The required output is all lines below that contain the word "wheel".

(Material supplied)

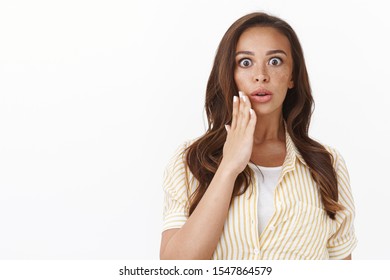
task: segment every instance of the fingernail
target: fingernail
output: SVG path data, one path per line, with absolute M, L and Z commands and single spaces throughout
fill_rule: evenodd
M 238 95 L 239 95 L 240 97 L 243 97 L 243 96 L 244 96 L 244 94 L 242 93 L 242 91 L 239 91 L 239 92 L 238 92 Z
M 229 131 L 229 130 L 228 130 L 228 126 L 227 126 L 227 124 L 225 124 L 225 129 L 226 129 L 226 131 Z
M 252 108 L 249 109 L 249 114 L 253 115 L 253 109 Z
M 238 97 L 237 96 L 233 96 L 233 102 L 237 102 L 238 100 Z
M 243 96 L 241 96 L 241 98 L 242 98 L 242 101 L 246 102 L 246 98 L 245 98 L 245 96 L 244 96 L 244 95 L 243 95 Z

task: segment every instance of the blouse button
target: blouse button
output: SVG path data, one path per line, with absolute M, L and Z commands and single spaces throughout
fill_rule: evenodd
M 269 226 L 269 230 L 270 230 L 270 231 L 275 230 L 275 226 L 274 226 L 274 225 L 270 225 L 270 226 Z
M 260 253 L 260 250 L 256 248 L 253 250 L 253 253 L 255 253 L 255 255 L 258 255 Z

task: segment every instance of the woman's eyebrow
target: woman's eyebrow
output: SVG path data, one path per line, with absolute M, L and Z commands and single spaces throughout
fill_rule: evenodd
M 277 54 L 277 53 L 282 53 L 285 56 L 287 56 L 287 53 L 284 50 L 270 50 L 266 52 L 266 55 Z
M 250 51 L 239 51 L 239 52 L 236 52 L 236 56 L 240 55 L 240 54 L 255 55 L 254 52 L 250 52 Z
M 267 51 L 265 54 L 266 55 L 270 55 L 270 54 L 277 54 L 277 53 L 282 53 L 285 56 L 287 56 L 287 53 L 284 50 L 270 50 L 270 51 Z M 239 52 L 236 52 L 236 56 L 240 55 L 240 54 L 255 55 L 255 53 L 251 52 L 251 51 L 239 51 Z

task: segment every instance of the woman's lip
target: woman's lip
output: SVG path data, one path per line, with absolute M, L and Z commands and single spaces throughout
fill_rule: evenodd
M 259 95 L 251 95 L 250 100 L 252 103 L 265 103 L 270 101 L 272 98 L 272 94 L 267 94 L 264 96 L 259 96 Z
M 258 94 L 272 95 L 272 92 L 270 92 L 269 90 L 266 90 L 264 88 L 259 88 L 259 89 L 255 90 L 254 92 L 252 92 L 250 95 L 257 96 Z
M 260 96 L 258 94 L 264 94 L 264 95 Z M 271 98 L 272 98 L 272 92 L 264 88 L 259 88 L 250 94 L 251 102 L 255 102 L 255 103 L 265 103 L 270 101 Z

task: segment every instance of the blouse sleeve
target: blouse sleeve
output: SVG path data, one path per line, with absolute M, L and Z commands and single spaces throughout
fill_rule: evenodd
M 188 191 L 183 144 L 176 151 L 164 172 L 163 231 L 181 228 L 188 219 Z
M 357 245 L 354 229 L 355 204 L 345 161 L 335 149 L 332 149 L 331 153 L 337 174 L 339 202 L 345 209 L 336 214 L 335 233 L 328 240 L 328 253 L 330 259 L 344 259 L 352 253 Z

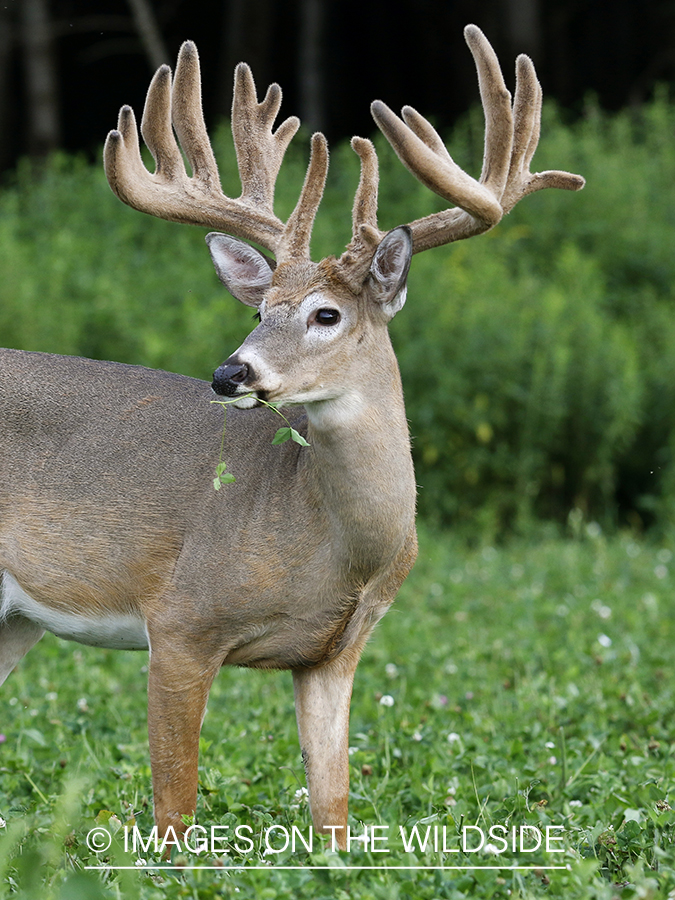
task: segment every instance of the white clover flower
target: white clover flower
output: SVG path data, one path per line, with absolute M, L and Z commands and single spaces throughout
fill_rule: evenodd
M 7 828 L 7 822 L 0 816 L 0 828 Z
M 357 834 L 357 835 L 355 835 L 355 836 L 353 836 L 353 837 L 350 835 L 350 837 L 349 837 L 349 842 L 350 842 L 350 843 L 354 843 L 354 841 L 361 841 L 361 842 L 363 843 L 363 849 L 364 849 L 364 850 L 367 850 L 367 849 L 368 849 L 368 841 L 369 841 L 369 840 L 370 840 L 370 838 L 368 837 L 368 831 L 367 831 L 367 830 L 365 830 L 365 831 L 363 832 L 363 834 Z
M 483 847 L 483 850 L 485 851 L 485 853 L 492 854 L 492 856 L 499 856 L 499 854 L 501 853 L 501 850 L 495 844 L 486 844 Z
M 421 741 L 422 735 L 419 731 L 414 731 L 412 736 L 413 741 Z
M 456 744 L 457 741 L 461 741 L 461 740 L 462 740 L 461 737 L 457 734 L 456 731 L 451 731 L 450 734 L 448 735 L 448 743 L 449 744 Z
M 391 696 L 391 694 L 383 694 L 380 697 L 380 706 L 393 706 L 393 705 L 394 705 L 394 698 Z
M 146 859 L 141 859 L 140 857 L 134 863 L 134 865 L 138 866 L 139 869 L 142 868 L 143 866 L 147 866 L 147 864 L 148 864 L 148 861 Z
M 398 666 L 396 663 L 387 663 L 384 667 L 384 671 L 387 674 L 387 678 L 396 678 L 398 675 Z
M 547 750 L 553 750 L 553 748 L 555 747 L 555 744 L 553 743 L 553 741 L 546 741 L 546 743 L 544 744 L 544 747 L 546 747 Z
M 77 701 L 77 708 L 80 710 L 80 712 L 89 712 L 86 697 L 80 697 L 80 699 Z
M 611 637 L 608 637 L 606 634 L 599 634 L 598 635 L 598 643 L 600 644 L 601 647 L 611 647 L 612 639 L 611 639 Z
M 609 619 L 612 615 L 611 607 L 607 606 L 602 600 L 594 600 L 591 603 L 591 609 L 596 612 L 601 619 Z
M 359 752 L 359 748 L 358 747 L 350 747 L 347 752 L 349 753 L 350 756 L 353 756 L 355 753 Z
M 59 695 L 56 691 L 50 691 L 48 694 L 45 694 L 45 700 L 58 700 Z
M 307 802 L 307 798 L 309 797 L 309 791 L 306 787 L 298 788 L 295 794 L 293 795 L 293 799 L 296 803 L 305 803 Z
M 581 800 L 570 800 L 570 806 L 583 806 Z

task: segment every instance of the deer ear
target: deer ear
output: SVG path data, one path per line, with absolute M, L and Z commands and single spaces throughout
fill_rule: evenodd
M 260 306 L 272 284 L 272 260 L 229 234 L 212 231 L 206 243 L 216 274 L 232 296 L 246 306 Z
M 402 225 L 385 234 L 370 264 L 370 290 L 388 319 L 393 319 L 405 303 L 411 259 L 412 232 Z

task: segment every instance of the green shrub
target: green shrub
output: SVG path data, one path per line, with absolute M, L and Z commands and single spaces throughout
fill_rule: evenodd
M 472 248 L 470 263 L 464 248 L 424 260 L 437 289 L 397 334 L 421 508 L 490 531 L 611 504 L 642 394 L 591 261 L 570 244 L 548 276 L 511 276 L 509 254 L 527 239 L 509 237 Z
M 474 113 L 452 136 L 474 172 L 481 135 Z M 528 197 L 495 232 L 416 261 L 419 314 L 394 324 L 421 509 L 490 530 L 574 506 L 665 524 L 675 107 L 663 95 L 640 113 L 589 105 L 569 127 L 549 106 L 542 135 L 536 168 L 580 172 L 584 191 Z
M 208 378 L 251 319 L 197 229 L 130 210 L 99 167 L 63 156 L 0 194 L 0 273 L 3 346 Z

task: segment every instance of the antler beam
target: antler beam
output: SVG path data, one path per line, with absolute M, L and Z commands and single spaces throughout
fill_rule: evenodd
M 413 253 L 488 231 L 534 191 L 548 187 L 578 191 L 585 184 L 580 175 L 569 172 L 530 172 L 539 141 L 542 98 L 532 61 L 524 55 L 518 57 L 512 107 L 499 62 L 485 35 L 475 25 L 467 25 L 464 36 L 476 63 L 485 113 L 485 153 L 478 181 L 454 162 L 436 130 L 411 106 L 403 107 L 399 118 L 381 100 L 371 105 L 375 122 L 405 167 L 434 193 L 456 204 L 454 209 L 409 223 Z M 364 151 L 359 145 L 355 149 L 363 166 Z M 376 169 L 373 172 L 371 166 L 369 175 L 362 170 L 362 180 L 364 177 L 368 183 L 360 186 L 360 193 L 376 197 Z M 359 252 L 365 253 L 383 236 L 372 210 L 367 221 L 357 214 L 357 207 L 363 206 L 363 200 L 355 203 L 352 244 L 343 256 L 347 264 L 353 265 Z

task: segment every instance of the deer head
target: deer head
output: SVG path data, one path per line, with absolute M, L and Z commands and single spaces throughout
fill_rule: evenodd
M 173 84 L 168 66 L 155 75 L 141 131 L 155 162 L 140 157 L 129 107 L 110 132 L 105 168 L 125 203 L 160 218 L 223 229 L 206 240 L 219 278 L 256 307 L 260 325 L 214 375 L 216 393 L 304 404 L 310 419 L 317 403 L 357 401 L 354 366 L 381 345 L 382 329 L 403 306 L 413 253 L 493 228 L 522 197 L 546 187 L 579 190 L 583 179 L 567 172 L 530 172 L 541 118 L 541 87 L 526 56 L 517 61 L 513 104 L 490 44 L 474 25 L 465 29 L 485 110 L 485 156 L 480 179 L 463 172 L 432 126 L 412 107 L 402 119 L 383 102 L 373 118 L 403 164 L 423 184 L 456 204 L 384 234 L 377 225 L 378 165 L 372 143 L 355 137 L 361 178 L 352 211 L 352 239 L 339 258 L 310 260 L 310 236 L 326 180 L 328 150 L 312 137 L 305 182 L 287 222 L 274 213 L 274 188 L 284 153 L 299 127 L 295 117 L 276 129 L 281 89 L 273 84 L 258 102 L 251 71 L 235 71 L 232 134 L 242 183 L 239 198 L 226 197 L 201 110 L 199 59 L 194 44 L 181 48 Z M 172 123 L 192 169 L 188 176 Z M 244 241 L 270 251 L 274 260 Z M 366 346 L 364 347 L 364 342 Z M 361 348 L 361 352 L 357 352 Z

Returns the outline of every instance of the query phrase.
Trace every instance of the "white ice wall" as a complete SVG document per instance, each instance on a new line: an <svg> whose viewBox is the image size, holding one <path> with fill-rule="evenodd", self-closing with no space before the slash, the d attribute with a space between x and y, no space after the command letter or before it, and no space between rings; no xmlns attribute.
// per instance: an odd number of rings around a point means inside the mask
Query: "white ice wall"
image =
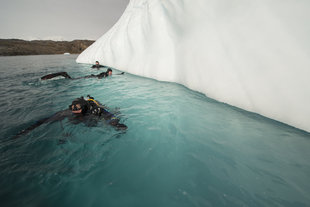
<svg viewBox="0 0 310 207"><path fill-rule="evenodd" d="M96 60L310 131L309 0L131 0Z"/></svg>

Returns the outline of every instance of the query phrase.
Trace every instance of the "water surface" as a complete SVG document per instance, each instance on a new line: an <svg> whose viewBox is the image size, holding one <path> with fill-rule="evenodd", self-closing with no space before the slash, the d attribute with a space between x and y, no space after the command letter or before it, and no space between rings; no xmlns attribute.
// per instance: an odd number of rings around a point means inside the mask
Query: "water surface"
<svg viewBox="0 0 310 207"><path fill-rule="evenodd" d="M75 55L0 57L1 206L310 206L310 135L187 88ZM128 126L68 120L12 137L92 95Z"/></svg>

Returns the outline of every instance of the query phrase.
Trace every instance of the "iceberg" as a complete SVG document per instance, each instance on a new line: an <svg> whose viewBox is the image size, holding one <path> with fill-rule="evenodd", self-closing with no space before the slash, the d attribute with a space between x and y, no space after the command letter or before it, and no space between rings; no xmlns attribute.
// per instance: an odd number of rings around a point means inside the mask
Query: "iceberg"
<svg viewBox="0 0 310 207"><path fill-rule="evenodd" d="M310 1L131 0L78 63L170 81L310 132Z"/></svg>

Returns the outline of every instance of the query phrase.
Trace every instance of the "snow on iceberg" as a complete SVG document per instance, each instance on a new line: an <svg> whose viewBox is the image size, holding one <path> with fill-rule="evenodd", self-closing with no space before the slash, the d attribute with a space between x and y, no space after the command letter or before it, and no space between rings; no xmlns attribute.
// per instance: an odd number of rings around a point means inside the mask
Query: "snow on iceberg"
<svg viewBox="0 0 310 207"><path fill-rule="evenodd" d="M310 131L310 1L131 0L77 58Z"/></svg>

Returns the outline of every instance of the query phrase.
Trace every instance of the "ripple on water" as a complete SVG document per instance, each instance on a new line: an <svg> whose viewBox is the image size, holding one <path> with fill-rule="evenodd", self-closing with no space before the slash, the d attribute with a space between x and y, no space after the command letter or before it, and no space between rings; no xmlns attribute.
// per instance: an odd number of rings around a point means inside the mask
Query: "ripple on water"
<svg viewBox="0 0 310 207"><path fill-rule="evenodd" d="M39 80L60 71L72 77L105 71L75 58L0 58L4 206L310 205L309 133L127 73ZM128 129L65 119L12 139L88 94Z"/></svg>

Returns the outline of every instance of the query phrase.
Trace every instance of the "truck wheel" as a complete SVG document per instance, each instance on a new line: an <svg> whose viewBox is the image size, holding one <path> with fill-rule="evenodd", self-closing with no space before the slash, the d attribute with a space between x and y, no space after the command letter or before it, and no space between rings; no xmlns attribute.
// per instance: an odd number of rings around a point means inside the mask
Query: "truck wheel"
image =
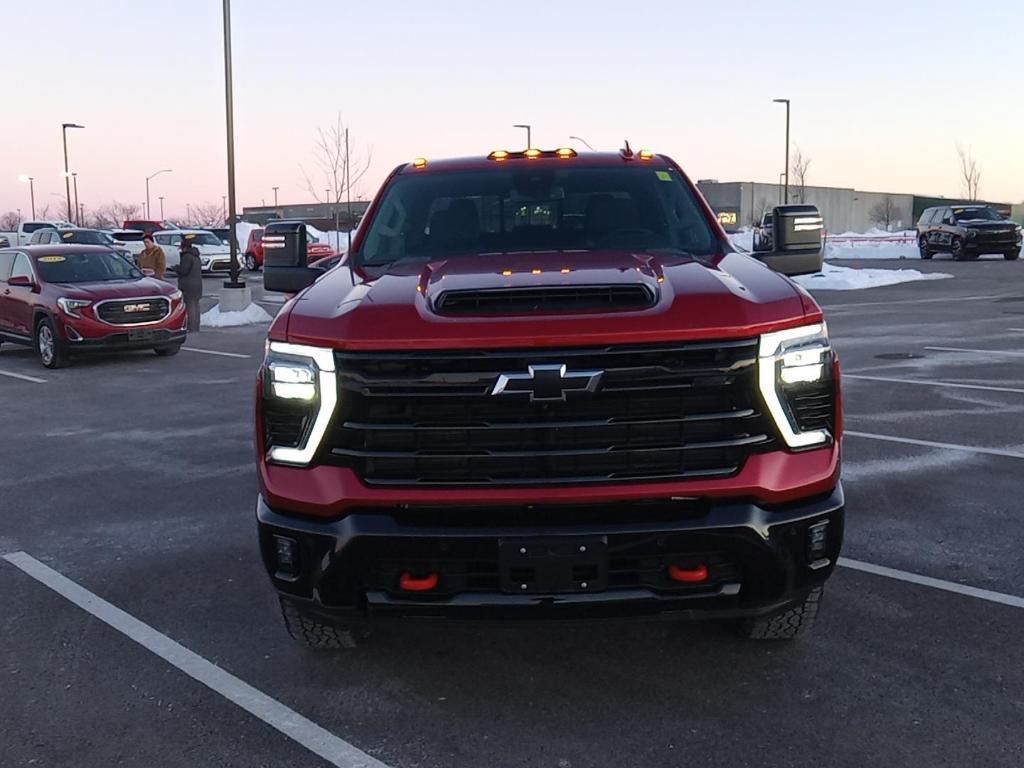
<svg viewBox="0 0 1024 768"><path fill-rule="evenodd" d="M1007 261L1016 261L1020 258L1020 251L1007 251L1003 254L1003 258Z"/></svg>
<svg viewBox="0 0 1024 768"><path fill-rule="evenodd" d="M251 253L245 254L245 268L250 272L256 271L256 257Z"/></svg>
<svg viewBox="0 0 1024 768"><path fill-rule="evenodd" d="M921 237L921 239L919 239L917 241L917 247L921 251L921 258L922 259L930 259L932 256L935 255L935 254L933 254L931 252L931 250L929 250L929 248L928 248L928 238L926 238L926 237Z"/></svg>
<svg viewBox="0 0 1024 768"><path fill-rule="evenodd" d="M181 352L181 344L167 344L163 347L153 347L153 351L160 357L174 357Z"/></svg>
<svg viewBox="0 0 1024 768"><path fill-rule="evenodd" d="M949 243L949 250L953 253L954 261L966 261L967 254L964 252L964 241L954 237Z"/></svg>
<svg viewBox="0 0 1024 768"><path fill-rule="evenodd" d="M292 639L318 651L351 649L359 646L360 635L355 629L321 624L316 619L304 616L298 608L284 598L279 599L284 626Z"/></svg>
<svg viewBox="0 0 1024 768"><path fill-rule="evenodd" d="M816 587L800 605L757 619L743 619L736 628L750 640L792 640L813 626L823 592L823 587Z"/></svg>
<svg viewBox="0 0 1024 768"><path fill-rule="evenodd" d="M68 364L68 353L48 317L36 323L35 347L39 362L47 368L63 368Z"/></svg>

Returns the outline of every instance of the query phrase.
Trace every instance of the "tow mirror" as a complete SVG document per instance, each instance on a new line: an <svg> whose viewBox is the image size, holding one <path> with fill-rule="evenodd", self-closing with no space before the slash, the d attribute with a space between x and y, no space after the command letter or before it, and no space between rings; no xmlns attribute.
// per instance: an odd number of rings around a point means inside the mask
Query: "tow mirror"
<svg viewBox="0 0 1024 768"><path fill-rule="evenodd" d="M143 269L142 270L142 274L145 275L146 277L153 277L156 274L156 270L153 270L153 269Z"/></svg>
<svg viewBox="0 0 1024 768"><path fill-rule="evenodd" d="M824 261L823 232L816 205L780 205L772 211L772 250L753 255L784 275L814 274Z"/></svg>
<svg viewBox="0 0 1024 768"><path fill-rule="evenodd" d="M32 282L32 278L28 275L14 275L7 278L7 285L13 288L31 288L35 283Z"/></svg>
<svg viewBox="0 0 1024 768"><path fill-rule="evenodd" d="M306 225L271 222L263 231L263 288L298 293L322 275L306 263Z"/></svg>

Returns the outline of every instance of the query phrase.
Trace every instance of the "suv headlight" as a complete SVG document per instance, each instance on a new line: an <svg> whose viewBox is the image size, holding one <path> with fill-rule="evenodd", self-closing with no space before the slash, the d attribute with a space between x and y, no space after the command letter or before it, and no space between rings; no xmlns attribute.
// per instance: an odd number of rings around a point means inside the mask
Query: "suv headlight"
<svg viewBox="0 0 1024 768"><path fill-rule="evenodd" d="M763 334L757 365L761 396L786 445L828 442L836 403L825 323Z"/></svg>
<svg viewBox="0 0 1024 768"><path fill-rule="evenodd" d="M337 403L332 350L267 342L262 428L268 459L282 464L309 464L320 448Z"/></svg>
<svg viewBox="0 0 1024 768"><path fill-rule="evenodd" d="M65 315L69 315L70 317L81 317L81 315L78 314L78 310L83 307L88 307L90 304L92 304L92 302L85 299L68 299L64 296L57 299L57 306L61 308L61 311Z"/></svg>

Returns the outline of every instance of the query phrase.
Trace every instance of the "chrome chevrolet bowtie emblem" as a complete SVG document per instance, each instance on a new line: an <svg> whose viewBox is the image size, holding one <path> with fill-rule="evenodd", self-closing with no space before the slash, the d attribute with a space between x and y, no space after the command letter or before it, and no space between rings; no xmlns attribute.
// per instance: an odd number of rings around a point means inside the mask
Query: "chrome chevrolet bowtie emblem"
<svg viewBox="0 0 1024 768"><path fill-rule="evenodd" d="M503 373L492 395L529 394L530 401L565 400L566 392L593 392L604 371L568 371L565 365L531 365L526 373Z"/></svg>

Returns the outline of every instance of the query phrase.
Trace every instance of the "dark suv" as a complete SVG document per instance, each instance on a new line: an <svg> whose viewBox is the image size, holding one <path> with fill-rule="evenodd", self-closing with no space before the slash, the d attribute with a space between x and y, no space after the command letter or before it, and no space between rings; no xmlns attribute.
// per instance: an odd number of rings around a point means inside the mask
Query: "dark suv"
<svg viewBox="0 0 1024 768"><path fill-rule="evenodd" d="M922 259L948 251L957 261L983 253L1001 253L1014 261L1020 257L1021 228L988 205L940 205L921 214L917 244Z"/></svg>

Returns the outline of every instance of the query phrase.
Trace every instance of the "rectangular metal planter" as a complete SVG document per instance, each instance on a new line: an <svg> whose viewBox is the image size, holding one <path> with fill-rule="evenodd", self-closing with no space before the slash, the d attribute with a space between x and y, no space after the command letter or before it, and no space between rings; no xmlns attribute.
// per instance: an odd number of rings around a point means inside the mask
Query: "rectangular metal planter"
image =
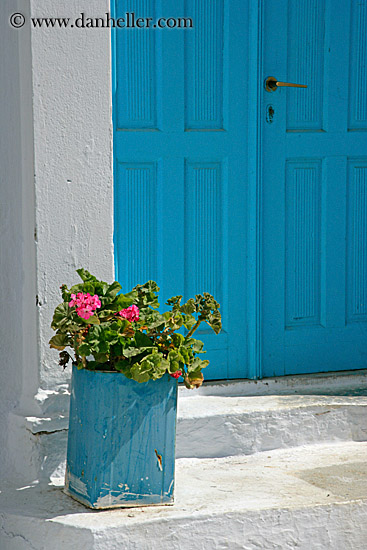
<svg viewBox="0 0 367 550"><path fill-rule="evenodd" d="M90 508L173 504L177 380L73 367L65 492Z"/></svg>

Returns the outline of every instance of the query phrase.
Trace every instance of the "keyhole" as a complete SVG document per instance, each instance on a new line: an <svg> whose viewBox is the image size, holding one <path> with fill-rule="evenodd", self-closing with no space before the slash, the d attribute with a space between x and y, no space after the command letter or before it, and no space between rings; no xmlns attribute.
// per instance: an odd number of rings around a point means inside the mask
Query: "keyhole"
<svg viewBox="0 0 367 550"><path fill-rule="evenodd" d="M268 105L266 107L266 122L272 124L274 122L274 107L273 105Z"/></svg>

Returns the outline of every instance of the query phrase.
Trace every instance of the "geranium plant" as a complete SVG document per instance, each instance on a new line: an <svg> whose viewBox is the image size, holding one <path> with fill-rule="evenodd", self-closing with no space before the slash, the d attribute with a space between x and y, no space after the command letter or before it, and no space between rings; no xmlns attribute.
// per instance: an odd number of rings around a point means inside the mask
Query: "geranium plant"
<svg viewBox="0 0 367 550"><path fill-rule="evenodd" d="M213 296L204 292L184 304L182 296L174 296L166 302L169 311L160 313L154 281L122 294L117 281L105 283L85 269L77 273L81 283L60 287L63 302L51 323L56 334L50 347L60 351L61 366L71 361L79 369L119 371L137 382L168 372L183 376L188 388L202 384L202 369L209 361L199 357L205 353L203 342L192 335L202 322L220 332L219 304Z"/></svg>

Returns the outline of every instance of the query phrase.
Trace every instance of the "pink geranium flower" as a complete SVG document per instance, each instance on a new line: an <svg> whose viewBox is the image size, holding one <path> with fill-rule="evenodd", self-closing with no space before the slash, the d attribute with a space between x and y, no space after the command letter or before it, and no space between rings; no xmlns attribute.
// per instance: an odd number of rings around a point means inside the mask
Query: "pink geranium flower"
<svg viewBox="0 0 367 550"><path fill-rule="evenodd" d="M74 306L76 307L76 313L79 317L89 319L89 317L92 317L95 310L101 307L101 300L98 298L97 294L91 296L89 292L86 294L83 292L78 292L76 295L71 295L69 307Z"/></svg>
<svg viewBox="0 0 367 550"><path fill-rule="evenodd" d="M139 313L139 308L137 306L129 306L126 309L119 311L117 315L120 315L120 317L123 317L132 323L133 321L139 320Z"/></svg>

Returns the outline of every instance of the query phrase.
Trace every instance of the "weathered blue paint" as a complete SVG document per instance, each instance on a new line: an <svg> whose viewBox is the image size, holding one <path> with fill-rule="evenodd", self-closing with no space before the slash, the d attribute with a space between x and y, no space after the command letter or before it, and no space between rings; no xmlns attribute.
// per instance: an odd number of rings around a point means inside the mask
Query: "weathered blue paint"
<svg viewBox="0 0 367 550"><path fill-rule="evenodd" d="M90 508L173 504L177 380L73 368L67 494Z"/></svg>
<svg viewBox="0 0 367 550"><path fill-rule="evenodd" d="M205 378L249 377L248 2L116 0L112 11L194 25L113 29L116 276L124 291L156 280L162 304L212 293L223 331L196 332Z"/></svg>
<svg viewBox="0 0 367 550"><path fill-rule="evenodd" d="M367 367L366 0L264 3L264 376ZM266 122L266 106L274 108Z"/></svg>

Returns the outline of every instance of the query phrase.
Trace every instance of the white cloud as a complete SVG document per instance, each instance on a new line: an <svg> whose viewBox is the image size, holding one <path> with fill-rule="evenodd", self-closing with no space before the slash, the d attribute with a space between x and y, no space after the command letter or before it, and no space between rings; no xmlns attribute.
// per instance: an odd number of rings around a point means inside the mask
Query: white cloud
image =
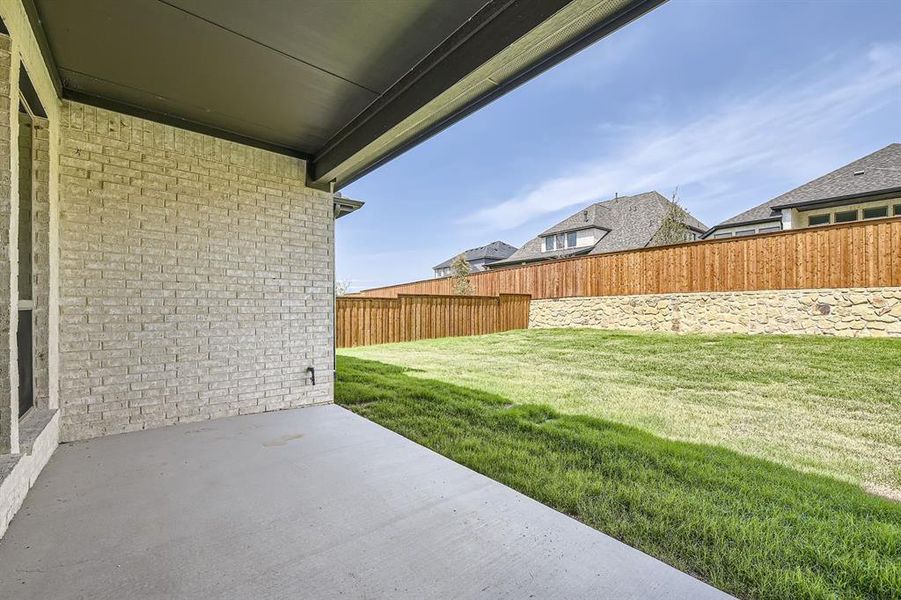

(End Material supplied)

** Solution **
Trace every instance of the "truck wheel" as a complete SVG document per instance, each instance on a new line: an <svg> whose viewBox is the image size, holding one <path> with fill-rule="evenodd", self-closing with no space before the slash, the d attribute with a space between x and y, no space after the command letter or before it, and no space between rings; no xmlns attribute.
Query: "truck wheel"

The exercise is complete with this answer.